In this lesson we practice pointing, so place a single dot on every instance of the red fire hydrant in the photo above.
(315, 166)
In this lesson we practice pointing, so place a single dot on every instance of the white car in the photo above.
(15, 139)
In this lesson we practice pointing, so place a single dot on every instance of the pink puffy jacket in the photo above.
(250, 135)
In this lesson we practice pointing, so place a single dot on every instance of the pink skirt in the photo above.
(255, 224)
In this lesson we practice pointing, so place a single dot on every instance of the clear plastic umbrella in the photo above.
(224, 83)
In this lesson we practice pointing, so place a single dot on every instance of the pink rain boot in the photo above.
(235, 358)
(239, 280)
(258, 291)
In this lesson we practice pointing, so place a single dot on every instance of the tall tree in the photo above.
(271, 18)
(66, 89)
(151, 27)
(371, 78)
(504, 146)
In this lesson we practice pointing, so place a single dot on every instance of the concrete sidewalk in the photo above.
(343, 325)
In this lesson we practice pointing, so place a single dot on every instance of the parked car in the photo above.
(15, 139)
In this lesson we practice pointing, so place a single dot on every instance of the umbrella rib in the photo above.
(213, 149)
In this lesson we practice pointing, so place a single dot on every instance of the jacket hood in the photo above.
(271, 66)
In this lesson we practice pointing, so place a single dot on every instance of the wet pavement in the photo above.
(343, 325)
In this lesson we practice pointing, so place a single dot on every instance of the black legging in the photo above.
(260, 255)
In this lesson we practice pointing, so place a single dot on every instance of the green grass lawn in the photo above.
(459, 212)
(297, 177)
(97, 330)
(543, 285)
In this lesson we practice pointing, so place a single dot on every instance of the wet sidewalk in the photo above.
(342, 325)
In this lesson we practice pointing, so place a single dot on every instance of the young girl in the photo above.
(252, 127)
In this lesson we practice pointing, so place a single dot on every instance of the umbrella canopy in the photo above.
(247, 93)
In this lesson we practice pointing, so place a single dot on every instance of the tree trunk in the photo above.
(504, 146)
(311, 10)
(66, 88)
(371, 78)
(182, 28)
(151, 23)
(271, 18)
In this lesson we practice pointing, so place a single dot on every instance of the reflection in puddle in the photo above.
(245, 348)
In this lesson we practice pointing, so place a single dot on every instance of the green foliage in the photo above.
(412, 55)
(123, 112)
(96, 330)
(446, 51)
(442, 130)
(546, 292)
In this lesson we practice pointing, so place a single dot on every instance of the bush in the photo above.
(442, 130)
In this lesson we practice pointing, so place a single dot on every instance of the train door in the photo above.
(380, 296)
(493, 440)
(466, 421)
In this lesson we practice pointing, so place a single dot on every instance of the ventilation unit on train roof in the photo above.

★ ★ ★ ★ ★

» Task description
In the data above, rename "single dot" to "single point" throughout and give all the lines again with nothing else changed.

» Written solution
In this lesson we practice pointing, so place a single point on every instance of the red fire hydrant in the photo above.
(315, 166)
In this lesson we practice pointing, so place a single point on every instance of the white car in the photo above.
(15, 139)
In this lesson we practice pointing, so place a single point on every instance of the pink puffy jacket in the photo above.
(250, 135)
In this lesson we practice pointing, so place a single point on every instance of the pink skirt in the photo above.
(255, 224)
In this lesson we practice pointing, so place a single point on every instance of the clear plastic umbrella in the photo above.
(224, 83)
In this lesson we practice pointing, so place a single point on every instance of the pink rain boot in the photo above.
(235, 358)
(239, 280)
(258, 291)
In this lesson we practice pointing, so place a single point on every instance of the tall tree in the photo above.
(271, 18)
(66, 89)
(151, 27)
(371, 78)
(504, 146)
In this lesson we practice pointing, so place a single point on every instance of the concrete sidewalk in the photo above.
(343, 325)
In this lesson we practice pointing, so place a single point on every instance of the parked car in the photo above.
(15, 139)
In this lesson we practice pointing, so place a single point on every instance of the umbrella rib in the photo above.
(213, 149)
In this lesson we practice pointing, so place a single point on every instance of the jacket hood in the photo above.
(271, 66)
In this lesson we practice pointing, so place a single point on every instance of the wet pavement in the photo above.
(343, 325)
In this lesson we practice pointing, so place a single point on every instance of the black legging in the photo above.
(260, 255)
In this lesson we practice pointing, so place a single point on every instance of the green grass lawn in the photo above.
(459, 212)
(297, 177)
(97, 330)
(543, 285)
In this lesson we practice pointing, so place a single point on every instance of the wet sidewalk in the photo above.
(342, 325)
In this lesson we practice pointing, so place a single point on every instance of the young girl in the photo above.
(252, 127)
In this lesson we practice pointing, so place a single point on every instance of the umbrella canopy in the photo above.
(247, 93)
In this lesson we practice pointing, so place a single point on every instance of the tree trunk in the photo above.
(504, 146)
(311, 10)
(66, 88)
(371, 78)
(182, 28)
(151, 23)
(271, 18)
In this lesson we practice pointing, so place a single point on every instance of the reflection in puddle in the photo above.
(245, 348)
In this lesson we practice pointing, so place a single point on every instance of the green foliage in the photo above.
(412, 55)
(123, 112)
(96, 330)
(446, 51)
(442, 130)
(546, 292)
In this lesson we practice pointing, so place a single point on every instance of the bush in the photo above.
(442, 130)
In this lesson we practice pointing, so place a single point on every instance of the train door in the photo above.
(380, 296)
(493, 440)
(466, 421)
In this lesson we practice pointing, so place a single point on every instance of the ventilation unit on train roof in the photo above.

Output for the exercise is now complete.